▶ **Excerpted records**:
——————————

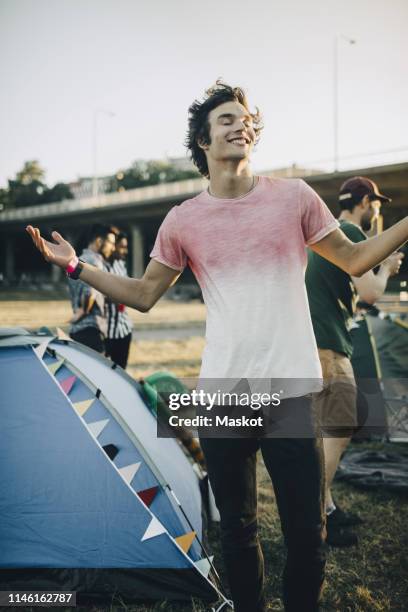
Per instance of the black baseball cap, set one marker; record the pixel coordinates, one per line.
(354, 189)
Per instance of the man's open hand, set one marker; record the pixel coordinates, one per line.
(59, 253)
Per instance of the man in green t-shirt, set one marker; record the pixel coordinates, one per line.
(332, 298)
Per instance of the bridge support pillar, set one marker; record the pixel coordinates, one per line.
(137, 252)
(56, 274)
(10, 268)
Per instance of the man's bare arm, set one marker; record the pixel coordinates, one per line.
(370, 287)
(358, 258)
(141, 293)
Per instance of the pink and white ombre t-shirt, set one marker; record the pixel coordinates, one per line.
(249, 257)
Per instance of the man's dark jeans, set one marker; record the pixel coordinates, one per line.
(296, 468)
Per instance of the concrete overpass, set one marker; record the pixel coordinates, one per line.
(140, 212)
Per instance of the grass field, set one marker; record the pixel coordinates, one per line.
(369, 578)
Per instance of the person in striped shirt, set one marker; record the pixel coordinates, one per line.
(119, 334)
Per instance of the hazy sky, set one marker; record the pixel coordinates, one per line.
(146, 61)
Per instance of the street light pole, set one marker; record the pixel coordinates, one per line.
(351, 41)
(98, 111)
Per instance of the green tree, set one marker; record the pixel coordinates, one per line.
(152, 172)
(28, 188)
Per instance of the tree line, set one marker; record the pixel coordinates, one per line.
(28, 187)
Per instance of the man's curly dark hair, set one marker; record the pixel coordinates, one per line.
(199, 126)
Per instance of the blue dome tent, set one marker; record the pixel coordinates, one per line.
(90, 499)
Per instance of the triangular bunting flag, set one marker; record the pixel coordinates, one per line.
(54, 367)
(204, 565)
(128, 472)
(82, 407)
(41, 348)
(148, 495)
(186, 541)
(97, 427)
(154, 529)
(61, 335)
(67, 384)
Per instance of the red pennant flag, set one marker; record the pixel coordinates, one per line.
(67, 384)
(148, 495)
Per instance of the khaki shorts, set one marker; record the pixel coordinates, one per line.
(335, 407)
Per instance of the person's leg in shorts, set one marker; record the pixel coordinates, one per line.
(118, 350)
(336, 412)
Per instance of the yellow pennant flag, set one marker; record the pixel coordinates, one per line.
(186, 541)
(82, 407)
(61, 335)
(54, 367)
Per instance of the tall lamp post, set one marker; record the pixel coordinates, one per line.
(96, 113)
(351, 41)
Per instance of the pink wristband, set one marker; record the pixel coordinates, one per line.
(72, 265)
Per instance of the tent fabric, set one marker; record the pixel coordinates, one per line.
(375, 470)
(64, 503)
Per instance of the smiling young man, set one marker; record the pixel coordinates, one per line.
(244, 238)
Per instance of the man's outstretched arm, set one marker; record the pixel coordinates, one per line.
(140, 294)
(358, 258)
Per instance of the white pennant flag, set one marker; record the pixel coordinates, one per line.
(128, 472)
(97, 427)
(154, 529)
(41, 348)
(82, 407)
(204, 565)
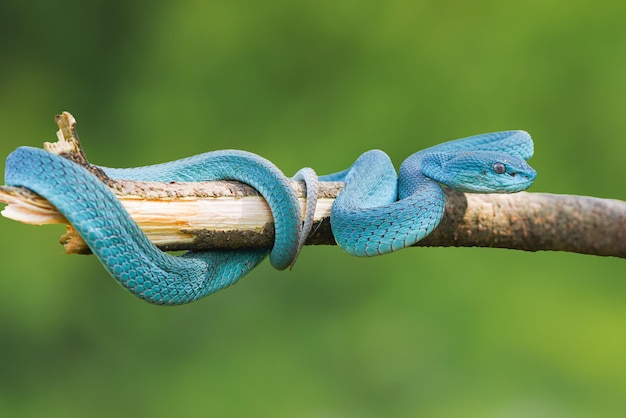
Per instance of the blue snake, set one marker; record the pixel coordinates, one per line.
(376, 212)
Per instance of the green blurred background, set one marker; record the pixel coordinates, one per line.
(433, 332)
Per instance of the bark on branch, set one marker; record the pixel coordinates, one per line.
(232, 215)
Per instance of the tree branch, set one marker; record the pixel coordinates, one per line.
(231, 215)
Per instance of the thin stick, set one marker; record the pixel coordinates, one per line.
(205, 215)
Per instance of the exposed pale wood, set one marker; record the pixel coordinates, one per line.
(232, 215)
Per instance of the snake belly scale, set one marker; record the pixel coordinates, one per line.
(377, 212)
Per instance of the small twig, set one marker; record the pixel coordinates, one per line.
(232, 215)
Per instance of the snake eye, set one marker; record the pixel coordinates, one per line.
(499, 168)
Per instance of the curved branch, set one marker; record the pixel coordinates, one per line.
(231, 215)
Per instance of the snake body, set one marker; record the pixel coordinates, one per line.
(376, 212)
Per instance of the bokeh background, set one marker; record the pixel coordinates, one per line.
(433, 332)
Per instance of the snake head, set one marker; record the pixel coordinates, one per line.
(480, 171)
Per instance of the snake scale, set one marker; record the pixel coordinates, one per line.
(377, 211)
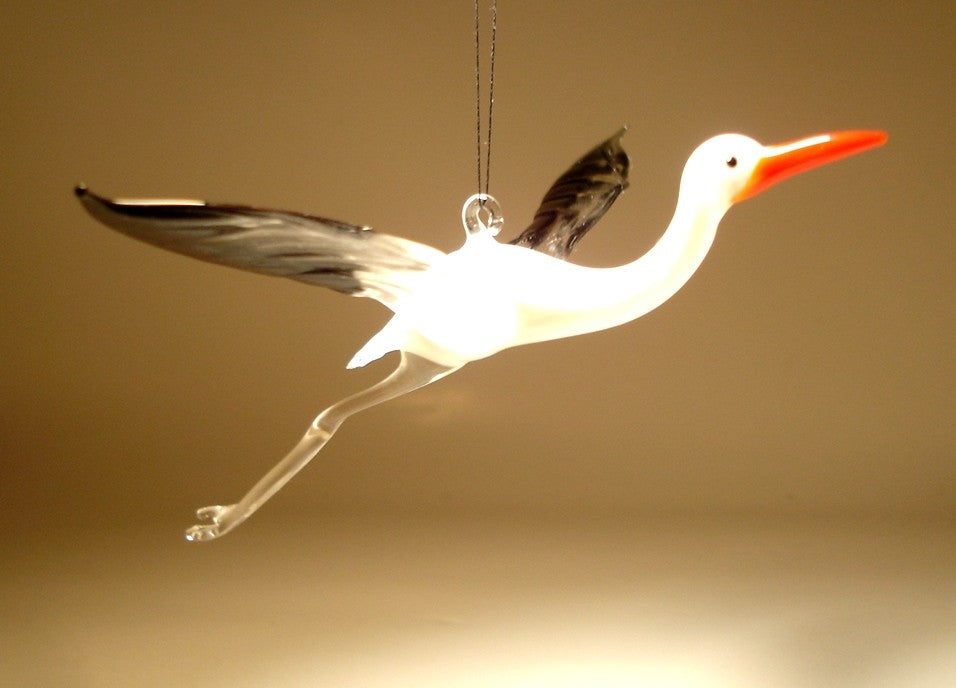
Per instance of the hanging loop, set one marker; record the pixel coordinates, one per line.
(480, 214)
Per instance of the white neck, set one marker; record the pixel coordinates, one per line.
(591, 299)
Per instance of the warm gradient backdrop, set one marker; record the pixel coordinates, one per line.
(806, 371)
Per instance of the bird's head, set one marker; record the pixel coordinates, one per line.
(731, 167)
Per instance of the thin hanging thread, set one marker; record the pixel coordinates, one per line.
(491, 93)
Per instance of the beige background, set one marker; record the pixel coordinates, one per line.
(754, 483)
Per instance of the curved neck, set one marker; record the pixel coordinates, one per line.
(581, 299)
(653, 278)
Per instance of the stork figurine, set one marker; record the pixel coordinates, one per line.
(451, 309)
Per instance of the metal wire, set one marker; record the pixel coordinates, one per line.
(491, 93)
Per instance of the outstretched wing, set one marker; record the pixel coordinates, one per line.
(578, 199)
(347, 258)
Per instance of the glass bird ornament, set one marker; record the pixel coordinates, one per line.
(452, 309)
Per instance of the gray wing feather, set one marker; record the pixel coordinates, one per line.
(578, 199)
(350, 259)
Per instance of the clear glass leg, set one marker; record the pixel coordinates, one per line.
(412, 372)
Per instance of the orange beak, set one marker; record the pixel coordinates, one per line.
(791, 158)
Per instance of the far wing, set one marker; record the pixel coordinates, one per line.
(347, 258)
(578, 199)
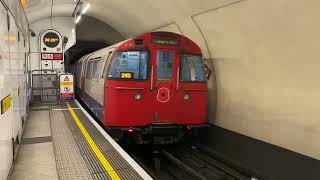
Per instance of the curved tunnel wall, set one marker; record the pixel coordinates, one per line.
(265, 55)
(266, 58)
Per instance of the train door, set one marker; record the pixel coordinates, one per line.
(165, 63)
(6, 118)
(15, 79)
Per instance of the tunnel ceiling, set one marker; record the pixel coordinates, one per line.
(127, 17)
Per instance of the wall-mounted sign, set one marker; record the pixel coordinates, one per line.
(66, 87)
(51, 48)
(51, 56)
(51, 39)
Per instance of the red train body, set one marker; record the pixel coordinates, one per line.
(155, 88)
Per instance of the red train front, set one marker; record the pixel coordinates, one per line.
(155, 88)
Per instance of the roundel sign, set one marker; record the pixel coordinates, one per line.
(51, 39)
(163, 95)
(51, 48)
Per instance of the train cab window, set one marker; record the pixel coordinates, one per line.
(165, 65)
(96, 69)
(89, 70)
(192, 69)
(129, 65)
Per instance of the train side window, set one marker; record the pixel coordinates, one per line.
(89, 69)
(106, 64)
(192, 69)
(129, 65)
(164, 65)
(78, 73)
(96, 69)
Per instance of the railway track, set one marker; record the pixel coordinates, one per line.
(190, 162)
(184, 161)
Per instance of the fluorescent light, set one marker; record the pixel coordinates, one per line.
(85, 8)
(78, 19)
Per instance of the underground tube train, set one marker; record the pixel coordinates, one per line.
(152, 88)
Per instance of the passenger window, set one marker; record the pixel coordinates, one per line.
(96, 69)
(129, 65)
(89, 70)
(105, 64)
(164, 65)
(192, 69)
(78, 73)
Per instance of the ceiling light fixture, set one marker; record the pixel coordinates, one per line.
(85, 8)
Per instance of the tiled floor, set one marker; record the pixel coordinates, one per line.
(36, 160)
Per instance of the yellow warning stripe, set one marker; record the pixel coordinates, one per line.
(107, 166)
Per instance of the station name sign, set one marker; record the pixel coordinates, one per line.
(51, 56)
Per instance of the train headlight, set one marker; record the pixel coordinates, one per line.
(137, 96)
(186, 97)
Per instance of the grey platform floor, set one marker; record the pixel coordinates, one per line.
(53, 148)
(36, 158)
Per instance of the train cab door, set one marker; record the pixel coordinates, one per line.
(165, 65)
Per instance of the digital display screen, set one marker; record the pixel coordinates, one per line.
(51, 39)
(126, 75)
(168, 42)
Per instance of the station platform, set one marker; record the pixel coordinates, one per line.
(64, 142)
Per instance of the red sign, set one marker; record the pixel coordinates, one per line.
(51, 56)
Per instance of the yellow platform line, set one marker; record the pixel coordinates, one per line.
(107, 166)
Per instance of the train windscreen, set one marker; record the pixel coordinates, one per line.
(129, 65)
(192, 69)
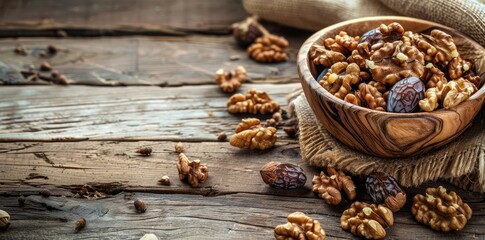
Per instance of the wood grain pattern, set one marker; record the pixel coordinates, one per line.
(70, 165)
(113, 17)
(234, 203)
(389, 134)
(159, 61)
(175, 216)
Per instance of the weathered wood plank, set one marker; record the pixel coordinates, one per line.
(78, 17)
(174, 216)
(71, 165)
(54, 113)
(162, 61)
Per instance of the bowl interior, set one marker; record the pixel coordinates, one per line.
(389, 134)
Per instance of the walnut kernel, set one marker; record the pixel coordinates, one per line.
(269, 48)
(253, 102)
(194, 171)
(367, 220)
(328, 187)
(457, 91)
(299, 227)
(231, 81)
(441, 210)
(250, 134)
(322, 56)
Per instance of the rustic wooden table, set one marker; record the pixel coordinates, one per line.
(145, 77)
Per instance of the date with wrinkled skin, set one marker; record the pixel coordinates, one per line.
(283, 175)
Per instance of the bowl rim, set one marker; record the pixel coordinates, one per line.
(303, 67)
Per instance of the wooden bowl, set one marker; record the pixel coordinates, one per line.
(387, 134)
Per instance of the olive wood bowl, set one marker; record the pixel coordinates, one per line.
(388, 134)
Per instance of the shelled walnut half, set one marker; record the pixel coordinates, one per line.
(231, 81)
(383, 188)
(194, 171)
(254, 102)
(441, 210)
(250, 134)
(367, 220)
(328, 187)
(299, 227)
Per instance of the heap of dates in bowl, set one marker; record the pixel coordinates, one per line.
(393, 86)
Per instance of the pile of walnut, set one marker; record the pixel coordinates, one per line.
(389, 69)
(440, 210)
(299, 227)
(263, 46)
(367, 220)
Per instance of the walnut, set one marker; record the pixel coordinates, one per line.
(356, 58)
(353, 98)
(253, 102)
(299, 227)
(342, 43)
(372, 97)
(440, 210)
(457, 91)
(457, 67)
(433, 75)
(340, 77)
(437, 47)
(322, 56)
(395, 61)
(269, 48)
(432, 98)
(476, 80)
(250, 134)
(328, 187)
(367, 220)
(194, 171)
(379, 86)
(231, 81)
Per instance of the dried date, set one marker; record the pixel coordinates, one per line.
(283, 175)
(384, 189)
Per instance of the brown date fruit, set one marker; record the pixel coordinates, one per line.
(404, 96)
(384, 189)
(283, 175)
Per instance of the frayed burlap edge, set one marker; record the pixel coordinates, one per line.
(461, 162)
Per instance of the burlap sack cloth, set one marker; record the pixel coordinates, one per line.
(461, 162)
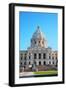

——————————

▶ **Problem**:
Give again, word for word, the records from the line with "Per instance of the frayed" through the end of the records, and leave the pictures out of your answer.

▶ **Answer to the task**:
Per instance of the frayed burlap edge, set one marker; record the pixel coordinates, one per line.
(461, 162)
Per instance of the burlap sack cloth, set one marker; record the pixel coordinates, one per line.
(461, 162)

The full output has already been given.